## WORKING DATA
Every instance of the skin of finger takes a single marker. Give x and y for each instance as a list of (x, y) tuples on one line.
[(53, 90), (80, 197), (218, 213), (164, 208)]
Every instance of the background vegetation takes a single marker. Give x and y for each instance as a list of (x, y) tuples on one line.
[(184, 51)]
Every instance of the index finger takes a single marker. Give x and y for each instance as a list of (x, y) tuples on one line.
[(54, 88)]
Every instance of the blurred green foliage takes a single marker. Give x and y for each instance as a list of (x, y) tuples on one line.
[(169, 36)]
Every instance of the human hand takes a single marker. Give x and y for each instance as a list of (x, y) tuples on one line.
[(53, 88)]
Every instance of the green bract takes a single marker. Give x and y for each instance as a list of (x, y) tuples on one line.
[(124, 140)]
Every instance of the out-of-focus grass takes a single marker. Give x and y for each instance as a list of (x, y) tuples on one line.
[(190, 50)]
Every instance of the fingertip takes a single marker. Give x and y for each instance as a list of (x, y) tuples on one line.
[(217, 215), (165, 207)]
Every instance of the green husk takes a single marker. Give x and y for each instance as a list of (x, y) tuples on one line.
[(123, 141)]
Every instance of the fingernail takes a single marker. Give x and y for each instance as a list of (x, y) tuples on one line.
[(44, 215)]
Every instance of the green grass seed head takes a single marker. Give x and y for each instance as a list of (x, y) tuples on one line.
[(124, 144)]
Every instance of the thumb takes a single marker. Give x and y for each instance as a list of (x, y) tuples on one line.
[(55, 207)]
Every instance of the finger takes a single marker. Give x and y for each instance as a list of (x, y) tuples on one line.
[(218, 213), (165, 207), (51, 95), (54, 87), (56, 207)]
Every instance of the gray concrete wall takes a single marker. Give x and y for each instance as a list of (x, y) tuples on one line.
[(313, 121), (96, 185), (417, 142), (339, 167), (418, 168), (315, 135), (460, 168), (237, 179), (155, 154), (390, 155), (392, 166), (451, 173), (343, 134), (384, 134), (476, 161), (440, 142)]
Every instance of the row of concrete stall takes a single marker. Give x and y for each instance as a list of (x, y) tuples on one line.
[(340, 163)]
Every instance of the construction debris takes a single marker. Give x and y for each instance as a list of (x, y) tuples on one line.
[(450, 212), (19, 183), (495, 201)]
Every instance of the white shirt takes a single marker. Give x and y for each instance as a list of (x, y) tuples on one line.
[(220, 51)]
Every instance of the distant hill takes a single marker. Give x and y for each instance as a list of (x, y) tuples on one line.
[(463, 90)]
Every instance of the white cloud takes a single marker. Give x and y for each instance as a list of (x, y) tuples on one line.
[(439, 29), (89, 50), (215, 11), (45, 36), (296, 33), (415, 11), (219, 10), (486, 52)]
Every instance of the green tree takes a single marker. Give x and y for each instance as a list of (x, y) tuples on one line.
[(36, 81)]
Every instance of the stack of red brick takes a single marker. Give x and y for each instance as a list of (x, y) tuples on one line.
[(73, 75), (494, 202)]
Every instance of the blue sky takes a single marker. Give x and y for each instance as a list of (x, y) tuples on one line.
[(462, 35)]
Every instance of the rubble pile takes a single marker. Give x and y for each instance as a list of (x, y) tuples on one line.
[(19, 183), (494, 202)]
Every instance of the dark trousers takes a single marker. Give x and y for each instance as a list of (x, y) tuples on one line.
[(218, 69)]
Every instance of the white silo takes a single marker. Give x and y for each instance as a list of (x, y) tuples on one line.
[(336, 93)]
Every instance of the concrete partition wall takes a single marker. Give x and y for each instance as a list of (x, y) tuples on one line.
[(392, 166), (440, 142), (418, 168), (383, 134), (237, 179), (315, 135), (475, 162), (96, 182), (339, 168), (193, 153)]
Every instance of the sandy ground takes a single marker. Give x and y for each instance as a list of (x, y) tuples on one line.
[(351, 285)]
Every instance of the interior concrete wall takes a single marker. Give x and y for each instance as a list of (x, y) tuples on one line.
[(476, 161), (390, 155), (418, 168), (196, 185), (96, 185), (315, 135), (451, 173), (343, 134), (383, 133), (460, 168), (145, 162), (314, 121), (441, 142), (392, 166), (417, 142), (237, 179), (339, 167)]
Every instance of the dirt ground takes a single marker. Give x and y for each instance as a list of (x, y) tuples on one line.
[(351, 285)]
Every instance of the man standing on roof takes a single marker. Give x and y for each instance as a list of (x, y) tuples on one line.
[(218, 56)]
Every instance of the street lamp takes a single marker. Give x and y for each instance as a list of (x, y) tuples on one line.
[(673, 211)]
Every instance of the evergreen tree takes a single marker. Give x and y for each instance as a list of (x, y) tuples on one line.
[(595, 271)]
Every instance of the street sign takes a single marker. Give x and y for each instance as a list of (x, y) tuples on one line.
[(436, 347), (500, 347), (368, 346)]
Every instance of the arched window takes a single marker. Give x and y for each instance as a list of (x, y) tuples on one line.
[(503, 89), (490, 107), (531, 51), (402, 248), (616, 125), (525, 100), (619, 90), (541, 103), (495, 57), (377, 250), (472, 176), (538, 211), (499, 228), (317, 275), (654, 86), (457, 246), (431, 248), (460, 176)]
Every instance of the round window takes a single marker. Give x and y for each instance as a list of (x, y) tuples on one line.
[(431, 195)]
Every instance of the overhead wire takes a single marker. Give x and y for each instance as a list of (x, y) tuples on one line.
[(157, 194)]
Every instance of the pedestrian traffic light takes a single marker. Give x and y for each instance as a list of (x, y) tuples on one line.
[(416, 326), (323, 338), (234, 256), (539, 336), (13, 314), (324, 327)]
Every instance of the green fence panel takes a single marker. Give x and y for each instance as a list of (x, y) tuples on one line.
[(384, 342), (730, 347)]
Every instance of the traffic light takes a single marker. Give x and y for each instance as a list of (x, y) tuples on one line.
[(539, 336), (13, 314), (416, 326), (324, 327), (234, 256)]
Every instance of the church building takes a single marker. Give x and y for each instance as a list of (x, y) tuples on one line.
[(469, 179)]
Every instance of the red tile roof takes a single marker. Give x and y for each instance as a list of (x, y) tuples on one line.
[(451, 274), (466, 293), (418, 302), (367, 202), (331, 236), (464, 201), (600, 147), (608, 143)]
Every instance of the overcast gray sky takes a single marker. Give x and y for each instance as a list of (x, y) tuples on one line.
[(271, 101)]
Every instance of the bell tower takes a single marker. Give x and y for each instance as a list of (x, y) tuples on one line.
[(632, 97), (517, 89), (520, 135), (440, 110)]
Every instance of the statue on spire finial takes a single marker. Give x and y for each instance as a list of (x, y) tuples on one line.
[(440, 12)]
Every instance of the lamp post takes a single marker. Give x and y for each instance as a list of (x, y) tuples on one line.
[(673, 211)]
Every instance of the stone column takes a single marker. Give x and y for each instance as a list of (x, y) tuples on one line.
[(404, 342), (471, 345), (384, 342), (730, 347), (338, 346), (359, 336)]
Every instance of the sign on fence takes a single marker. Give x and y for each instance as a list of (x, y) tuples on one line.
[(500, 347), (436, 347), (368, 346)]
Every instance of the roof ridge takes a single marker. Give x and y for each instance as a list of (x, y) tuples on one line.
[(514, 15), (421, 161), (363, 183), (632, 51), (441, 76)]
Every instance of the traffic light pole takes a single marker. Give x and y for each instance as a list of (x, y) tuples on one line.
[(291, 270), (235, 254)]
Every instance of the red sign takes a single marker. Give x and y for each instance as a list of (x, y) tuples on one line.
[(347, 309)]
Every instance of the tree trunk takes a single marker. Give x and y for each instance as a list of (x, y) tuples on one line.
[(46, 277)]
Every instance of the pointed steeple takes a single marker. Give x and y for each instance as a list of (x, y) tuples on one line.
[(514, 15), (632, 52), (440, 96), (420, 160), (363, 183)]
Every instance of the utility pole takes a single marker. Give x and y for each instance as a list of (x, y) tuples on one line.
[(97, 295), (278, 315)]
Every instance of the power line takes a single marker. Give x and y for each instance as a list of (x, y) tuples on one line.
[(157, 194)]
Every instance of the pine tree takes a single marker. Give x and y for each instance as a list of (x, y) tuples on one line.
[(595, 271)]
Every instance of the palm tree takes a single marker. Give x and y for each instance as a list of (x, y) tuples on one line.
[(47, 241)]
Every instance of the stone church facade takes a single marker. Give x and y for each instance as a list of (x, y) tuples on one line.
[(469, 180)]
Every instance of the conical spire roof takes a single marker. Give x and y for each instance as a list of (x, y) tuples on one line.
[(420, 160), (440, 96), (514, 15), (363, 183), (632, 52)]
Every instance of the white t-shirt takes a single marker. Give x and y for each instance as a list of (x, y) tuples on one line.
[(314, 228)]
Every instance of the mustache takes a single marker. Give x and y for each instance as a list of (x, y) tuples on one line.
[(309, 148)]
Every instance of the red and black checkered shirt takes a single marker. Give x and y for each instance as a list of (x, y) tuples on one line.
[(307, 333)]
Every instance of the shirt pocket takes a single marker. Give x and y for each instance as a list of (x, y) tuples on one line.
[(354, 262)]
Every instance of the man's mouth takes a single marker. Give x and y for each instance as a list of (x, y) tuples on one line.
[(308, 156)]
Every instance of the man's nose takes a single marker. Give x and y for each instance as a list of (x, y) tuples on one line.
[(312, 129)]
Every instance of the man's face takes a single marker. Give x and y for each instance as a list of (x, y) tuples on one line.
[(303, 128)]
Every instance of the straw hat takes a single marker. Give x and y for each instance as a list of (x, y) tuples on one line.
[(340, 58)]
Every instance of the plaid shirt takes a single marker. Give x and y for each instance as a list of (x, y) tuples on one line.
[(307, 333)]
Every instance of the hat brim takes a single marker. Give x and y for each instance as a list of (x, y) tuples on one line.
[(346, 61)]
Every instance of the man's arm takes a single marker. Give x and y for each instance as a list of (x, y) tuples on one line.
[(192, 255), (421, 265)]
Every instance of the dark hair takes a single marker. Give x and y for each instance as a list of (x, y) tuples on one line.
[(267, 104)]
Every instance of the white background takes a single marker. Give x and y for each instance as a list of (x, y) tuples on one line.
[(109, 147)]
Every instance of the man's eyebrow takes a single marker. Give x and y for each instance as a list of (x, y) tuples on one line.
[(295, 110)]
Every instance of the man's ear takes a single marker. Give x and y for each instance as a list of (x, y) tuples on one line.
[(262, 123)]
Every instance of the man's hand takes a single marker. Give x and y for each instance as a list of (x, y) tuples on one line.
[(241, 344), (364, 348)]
...
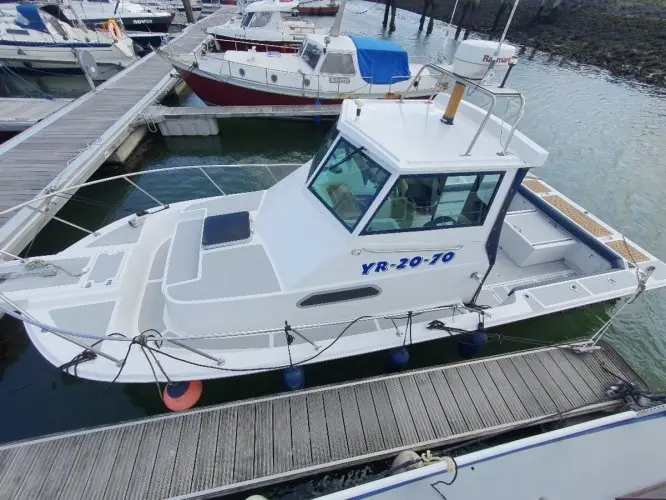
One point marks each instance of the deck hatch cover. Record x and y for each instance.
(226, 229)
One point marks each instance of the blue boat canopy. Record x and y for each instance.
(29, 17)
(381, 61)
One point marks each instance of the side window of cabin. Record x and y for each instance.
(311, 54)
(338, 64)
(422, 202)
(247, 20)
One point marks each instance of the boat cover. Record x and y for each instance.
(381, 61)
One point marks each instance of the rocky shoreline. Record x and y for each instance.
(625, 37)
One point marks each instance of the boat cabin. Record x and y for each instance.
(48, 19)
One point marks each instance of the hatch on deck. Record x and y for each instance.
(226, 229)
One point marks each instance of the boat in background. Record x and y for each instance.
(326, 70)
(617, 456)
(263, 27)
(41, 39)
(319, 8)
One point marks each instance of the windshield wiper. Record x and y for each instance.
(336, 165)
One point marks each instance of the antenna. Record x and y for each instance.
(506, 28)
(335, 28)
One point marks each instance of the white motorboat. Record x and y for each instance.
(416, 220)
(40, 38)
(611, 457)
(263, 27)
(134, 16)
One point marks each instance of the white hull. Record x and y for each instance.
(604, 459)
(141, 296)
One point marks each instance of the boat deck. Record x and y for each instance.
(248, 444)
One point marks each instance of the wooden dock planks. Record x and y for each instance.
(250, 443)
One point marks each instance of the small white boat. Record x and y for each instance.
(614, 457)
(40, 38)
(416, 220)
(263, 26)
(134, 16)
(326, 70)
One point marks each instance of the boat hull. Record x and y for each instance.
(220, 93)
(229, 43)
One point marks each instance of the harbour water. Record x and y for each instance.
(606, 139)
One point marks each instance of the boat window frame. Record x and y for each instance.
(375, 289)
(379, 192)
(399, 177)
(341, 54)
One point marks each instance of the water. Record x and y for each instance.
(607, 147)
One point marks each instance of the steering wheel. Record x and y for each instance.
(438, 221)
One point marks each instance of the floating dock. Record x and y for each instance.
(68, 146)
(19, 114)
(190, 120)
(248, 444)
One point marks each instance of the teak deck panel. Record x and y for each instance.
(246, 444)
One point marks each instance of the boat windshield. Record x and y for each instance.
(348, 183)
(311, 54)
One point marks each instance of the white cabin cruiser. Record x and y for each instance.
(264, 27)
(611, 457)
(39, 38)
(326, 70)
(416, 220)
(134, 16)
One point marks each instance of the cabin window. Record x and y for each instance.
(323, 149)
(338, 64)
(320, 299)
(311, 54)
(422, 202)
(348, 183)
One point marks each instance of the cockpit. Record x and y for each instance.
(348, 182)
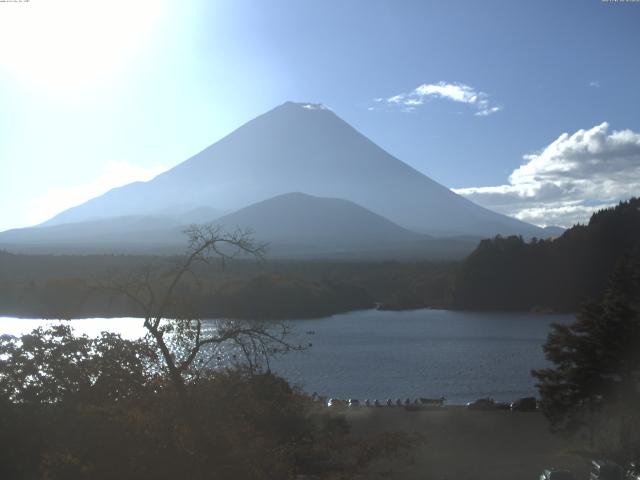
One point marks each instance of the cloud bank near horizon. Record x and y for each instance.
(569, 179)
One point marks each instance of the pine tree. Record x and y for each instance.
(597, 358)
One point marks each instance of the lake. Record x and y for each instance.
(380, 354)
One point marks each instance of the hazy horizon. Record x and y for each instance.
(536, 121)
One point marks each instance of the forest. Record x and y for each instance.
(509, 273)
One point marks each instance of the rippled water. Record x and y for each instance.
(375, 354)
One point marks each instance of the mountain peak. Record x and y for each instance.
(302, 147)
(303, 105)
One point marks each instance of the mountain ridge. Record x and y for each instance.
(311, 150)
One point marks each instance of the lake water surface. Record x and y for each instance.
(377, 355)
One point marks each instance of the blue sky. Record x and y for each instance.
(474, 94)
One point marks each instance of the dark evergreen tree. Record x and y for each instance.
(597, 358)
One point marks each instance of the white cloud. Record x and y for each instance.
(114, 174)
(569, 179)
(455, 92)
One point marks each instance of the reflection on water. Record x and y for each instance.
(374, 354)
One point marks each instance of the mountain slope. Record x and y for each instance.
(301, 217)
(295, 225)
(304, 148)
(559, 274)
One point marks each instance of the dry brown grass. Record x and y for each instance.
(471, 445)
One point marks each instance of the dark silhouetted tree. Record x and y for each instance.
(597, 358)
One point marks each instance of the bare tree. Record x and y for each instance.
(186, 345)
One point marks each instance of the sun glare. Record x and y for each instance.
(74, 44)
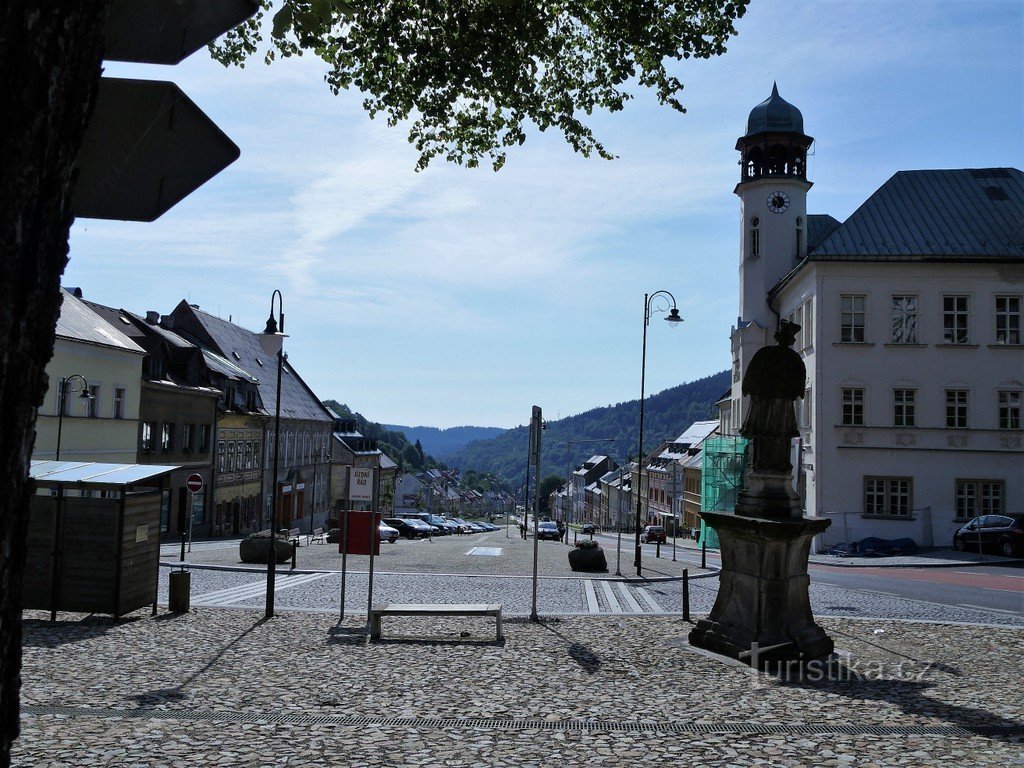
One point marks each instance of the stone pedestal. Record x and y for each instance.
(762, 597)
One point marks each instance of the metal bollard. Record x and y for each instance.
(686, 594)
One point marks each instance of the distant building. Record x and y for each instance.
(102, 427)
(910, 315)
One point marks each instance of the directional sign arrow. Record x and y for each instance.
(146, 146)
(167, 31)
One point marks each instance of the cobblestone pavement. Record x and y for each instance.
* * *
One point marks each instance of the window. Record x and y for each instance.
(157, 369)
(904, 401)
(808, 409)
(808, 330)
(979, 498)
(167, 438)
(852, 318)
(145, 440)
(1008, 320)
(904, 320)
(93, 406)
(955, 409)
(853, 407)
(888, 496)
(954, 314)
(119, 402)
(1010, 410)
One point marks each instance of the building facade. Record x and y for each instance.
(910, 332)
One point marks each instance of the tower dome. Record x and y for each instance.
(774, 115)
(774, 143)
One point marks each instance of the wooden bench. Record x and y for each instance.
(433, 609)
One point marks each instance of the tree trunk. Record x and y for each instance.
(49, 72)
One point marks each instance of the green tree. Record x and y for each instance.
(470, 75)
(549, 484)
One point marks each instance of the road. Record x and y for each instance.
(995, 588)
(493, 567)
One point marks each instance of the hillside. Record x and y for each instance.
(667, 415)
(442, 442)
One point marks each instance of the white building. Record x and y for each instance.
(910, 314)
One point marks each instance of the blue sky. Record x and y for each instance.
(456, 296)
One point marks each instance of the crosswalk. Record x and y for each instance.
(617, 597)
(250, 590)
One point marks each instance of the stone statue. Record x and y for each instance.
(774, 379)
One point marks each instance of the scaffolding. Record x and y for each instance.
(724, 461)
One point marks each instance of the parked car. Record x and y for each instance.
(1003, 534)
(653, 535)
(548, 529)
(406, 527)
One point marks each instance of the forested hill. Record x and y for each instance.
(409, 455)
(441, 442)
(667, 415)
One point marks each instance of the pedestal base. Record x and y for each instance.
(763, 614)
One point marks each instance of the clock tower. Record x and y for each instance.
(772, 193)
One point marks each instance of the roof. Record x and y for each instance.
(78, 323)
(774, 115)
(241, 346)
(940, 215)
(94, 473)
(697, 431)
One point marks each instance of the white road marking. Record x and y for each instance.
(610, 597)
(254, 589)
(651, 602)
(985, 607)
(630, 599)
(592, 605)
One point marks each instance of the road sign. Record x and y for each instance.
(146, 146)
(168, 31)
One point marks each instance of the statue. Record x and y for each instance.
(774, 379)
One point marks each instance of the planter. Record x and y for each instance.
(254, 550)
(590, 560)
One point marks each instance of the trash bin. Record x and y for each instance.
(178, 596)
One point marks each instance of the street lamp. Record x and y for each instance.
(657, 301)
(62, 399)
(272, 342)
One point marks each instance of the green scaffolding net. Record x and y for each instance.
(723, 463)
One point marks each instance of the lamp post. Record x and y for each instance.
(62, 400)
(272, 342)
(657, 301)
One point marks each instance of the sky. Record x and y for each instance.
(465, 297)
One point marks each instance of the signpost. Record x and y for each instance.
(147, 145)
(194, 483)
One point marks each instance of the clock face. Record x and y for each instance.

## AIM OF THE EXERCISE
In the records above, the line with "One point marks each instance of the lamp" marks the start and the line with "One point marks each instance of the clock face." marks the end; copy that stretch exactly, both lines included, and nothing else.

## TASK RESULT
One point marks each instance of the lamp post. Record x and y for each instance.
(62, 400)
(272, 342)
(657, 301)
One point marks each instance of the sky. Record x and y for each instance.
(465, 297)
One point marks each instance of the signpost. Record x and y for each instance.
(147, 145)
(194, 483)
One point marks each instance of the clock face. Record x and y for each instance.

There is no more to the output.